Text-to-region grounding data
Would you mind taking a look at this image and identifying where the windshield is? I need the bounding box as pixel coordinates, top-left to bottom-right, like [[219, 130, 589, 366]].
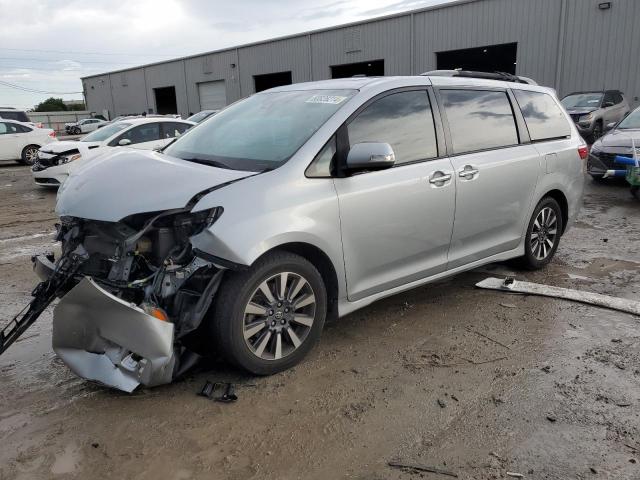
[[186, 111, 215, 123], [81, 122, 130, 142], [164, 89, 356, 171], [561, 93, 603, 109], [618, 109, 640, 130]]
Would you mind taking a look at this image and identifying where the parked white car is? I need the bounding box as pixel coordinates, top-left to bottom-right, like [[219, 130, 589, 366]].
[[64, 118, 108, 135], [33, 117, 194, 186], [0, 119, 57, 165]]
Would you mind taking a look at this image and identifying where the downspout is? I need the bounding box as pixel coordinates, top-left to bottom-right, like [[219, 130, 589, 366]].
[[236, 48, 242, 98], [182, 59, 189, 117], [410, 13, 415, 75], [143, 67, 150, 114], [107, 75, 116, 119], [554, 0, 568, 93]]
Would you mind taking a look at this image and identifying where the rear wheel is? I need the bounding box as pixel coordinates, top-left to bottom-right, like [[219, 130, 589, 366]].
[[517, 197, 563, 270], [208, 251, 327, 375], [20, 145, 39, 165]]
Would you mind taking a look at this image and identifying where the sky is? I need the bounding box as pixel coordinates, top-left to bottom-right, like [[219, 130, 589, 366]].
[[0, 0, 450, 110]]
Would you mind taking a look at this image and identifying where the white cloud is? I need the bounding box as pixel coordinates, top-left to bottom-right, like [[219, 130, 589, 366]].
[[0, 0, 447, 109]]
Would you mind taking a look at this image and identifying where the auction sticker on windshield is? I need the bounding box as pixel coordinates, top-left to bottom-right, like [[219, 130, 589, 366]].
[[305, 95, 348, 104]]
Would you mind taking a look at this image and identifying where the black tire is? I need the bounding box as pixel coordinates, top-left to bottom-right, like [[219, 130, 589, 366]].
[[208, 251, 327, 375], [20, 145, 40, 165], [73, 127, 80, 135], [631, 186, 640, 201], [589, 121, 603, 143], [517, 197, 564, 270]]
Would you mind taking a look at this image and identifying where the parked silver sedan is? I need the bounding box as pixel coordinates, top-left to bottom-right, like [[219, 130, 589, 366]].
[[31, 75, 584, 391]]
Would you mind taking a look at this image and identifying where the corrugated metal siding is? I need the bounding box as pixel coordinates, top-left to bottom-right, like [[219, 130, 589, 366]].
[[238, 37, 311, 95], [310, 16, 411, 79], [413, 0, 562, 87], [184, 50, 240, 113], [560, 0, 640, 106], [109, 68, 147, 115], [83, 76, 115, 118], [83, 0, 640, 115]]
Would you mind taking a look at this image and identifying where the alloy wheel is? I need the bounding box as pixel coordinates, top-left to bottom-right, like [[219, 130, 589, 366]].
[[242, 272, 316, 361], [530, 206, 558, 261], [24, 147, 38, 165]]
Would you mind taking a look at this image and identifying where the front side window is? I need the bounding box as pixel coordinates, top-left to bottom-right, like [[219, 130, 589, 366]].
[[111, 123, 161, 145], [0, 122, 8, 134], [603, 92, 616, 106], [164, 89, 356, 171], [513, 90, 571, 141], [347, 90, 438, 164], [441, 89, 519, 154]]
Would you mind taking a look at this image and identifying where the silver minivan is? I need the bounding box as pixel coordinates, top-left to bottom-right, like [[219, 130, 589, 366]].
[[30, 75, 585, 391]]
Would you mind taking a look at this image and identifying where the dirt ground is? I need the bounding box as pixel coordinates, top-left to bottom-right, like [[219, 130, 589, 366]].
[[0, 162, 639, 480]]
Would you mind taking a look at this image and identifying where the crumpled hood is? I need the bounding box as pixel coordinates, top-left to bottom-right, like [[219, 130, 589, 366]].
[[565, 108, 597, 116], [40, 140, 102, 156], [56, 149, 256, 222], [597, 128, 640, 148]]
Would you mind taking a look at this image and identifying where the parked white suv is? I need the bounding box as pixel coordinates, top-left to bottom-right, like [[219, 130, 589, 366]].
[[27, 75, 585, 392], [0, 120, 57, 164], [33, 118, 194, 186]]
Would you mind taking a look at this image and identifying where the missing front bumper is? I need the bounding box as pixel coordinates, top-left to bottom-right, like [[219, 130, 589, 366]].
[[53, 277, 176, 392]]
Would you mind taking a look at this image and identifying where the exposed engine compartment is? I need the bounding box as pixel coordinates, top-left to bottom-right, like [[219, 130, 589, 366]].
[[55, 206, 225, 338]]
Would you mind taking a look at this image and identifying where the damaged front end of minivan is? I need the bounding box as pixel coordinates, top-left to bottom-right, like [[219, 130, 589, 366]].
[[29, 206, 227, 392], [28, 206, 231, 391]]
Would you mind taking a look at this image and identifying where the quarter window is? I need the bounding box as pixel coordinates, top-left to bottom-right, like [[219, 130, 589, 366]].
[[306, 136, 336, 177], [513, 90, 571, 142], [440, 89, 519, 155], [347, 90, 438, 165]]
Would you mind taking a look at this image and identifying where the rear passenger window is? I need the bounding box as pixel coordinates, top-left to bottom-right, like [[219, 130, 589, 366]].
[[347, 90, 438, 165], [513, 90, 571, 142], [440, 90, 519, 154]]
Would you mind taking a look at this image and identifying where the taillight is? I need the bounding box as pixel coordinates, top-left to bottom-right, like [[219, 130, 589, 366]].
[[48, 131, 56, 138], [578, 145, 588, 160]]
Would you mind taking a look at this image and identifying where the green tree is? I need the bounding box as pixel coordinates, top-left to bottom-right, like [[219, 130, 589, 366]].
[[33, 97, 67, 112]]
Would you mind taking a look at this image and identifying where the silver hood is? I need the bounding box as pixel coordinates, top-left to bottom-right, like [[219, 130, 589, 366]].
[[56, 149, 256, 222]]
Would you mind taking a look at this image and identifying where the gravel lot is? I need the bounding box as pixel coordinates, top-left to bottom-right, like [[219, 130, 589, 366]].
[[0, 163, 639, 479]]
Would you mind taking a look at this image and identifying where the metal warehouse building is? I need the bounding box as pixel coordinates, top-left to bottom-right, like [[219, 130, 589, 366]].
[[82, 0, 640, 118]]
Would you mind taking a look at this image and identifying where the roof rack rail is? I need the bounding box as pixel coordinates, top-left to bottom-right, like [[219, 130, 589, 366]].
[[420, 70, 538, 85]]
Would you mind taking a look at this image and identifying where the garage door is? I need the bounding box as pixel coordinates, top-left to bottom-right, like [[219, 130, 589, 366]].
[[198, 80, 226, 110]]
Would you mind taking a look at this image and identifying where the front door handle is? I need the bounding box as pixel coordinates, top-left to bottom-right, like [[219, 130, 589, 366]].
[[458, 165, 479, 179], [429, 171, 452, 186]]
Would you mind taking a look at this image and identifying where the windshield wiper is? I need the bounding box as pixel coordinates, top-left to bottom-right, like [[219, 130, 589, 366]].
[[179, 157, 231, 169]]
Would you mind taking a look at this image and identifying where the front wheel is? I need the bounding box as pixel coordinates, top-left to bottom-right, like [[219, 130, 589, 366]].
[[208, 251, 327, 375], [517, 197, 563, 270]]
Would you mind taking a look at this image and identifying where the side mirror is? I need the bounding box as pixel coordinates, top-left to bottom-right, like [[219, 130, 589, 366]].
[[603, 101, 615, 108], [118, 138, 132, 146], [605, 121, 616, 131], [346, 142, 395, 171]]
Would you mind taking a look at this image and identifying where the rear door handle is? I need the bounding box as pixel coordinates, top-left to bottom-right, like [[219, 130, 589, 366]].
[[429, 171, 452, 186], [458, 165, 479, 179]]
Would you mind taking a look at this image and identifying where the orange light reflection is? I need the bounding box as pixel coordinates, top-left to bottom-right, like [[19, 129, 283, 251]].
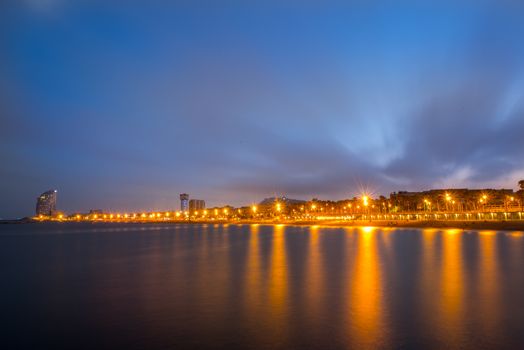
[[306, 225, 323, 323], [438, 229, 464, 345], [347, 227, 388, 348]]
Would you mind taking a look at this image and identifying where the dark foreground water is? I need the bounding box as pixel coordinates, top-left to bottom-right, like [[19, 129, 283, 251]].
[[1, 223, 524, 349]]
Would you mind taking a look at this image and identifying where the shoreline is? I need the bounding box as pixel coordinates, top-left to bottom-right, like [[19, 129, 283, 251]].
[[3, 218, 524, 231], [242, 219, 524, 231]]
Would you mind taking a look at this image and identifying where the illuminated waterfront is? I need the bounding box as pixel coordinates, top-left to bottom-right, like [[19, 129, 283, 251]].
[[31, 187, 524, 228], [2, 223, 524, 349]]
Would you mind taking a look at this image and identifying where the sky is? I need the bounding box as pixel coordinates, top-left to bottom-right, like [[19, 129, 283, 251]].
[[1, 0, 524, 218]]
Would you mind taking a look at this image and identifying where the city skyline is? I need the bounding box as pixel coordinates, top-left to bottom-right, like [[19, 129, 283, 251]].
[[28, 180, 524, 220], [4, 178, 524, 219], [2, 1, 524, 218]]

### Task description:
Please copy exactly, and only, the lines from the line containing "where the illuminated" through the last line of the records, with both ends included.

### Result for this exercise:
Would you mind taking a look at this image and identifying where the illuminated waterfront is? I need the bounding box as pixel coordinates, top-left to bottom-right, like [[19, 129, 283, 251]].
[[31, 187, 524, 228], [2, 223, 524, 349]]
Would you mind taking a look at this image and identifying where the sky is? I need the bounding box as pixel coordinates, top-left to bottom-right, like [[19, 129, 283, 251]].
[[1, 0, 524, 218]]
Would you mind taking a look at this image and identifying where the city skyline is? I need the bounding box as pixel coordinates, top-left to bottom-right, like [[19, 129, 283, 251]].
[[28, 180, 524, 220], [4, 178, 524, 219], [2, 1, 524, 218]]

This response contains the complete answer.